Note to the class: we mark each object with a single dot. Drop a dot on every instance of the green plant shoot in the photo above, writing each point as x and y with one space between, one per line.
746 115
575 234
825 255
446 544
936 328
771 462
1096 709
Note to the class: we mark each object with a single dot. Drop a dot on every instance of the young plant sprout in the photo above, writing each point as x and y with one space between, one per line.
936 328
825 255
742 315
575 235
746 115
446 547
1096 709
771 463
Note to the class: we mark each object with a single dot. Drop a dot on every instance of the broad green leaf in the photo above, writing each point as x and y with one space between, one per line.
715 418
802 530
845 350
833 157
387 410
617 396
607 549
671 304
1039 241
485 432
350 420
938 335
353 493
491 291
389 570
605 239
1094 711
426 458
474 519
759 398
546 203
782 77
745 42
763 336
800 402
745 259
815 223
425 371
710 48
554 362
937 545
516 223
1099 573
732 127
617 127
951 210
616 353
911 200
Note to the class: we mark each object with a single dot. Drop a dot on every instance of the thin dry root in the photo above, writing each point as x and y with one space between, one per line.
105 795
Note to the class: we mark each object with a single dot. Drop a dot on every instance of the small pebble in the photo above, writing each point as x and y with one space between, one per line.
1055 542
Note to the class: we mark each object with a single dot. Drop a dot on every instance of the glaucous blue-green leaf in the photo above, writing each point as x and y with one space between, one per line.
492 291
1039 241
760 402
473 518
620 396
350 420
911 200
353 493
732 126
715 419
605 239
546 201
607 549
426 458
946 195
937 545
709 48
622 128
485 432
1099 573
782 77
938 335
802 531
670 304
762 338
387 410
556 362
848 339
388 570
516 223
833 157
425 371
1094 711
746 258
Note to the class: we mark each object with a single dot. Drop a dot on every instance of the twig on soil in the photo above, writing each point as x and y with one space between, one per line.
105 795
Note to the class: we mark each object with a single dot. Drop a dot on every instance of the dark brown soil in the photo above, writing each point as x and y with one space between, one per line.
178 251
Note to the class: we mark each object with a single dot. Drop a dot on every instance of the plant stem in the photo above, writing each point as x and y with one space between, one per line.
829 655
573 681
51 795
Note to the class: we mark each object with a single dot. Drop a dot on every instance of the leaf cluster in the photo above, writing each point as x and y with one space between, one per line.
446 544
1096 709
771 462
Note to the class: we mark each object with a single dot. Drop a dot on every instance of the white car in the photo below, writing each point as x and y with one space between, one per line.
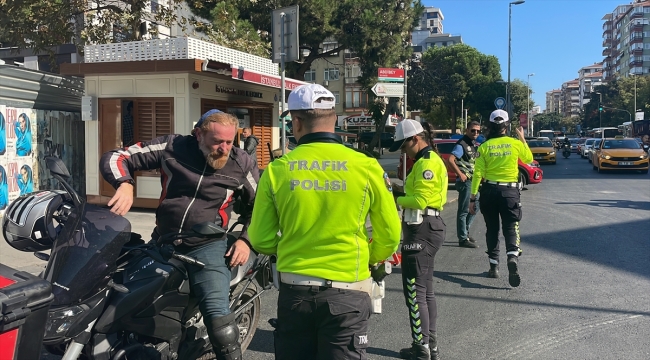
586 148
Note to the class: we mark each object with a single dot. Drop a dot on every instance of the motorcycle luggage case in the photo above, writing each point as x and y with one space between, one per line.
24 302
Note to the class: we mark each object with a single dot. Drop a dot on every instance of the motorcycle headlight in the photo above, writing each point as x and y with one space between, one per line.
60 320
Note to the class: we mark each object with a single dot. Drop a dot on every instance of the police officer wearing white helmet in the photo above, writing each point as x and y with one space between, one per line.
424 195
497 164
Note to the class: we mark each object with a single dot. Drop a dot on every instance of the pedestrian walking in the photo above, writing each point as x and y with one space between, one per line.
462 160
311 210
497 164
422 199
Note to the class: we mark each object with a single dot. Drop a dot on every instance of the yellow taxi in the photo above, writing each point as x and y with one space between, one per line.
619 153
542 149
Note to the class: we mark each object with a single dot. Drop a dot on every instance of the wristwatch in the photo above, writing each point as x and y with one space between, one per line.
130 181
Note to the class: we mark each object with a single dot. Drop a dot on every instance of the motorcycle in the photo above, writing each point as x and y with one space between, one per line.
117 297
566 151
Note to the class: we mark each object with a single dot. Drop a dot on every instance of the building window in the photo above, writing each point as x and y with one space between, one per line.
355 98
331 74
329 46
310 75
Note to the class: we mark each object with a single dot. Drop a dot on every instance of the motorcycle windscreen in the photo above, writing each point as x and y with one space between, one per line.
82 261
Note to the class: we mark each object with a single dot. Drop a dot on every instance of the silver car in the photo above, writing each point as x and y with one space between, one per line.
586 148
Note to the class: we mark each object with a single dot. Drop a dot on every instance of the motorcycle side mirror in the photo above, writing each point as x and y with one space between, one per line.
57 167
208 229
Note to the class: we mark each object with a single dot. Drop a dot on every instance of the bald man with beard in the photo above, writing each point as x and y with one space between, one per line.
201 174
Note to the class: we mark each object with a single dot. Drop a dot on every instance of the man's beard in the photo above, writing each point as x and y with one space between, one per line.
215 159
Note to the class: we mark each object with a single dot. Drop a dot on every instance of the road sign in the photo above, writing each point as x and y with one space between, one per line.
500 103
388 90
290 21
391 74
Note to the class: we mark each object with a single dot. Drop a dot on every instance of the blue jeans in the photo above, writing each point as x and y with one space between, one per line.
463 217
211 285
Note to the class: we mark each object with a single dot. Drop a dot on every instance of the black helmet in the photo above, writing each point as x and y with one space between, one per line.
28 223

──────────────────────────────

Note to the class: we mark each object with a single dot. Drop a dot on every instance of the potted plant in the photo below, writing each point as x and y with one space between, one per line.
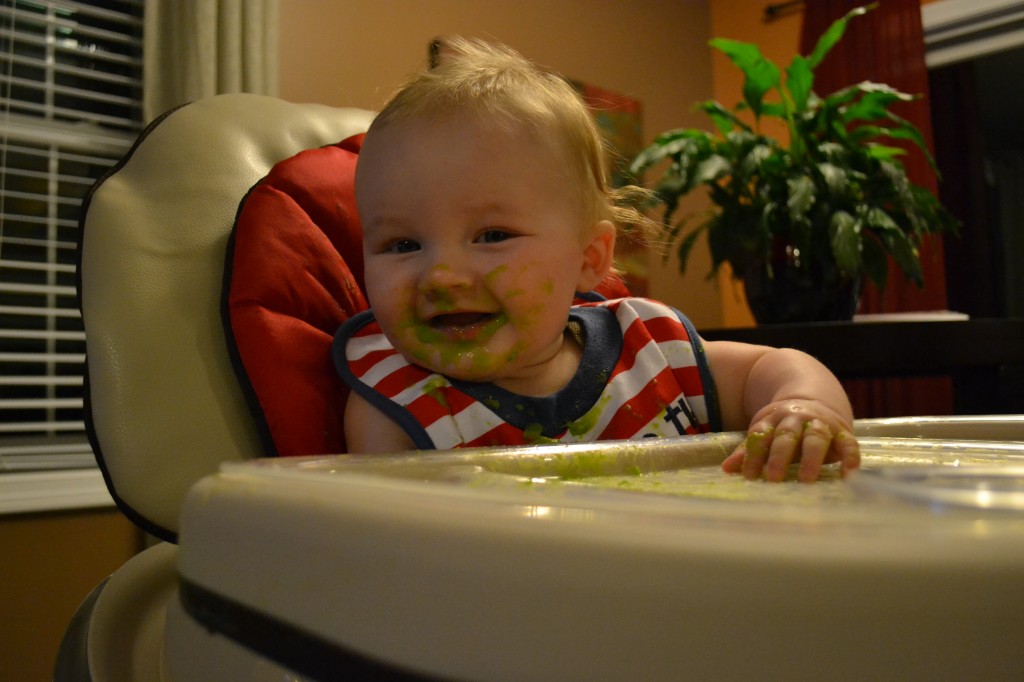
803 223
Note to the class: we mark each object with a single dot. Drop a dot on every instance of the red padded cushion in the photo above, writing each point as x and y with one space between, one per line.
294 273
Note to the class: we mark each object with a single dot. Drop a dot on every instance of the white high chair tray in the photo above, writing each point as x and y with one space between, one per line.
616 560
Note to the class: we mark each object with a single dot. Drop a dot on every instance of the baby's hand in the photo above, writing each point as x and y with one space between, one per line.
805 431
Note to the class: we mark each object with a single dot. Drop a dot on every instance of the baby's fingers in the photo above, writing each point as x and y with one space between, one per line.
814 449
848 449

──────────────────────────────

▸ EXERCISE GOAL: Identify every line in the records that contains the string "plant" and copy each one out in full. Case counts.

▸ WRITTEN SOLUTION:
Note to the class: we mark each object with a single dot. Drop a dot on every instance of the green plant shoot in the photo above, writing each point as x and y with one space between, one per line.
Note to the class: we mark each object with a single dot. Drop a dot on every instance of the young plant sprout in the photo above, writing each point as x and y with one space between, one per line.
Note to the class: we mark each object with a single dot. Drop a dot on every instance of the plant stem in the photo above, writing each point as x and y with one space between, one per line.
Note to the class: we mark each object with a single dot. Drop a dot on every instance of the potted plant in the photo below, writing each point as x and y with one space between, one per line.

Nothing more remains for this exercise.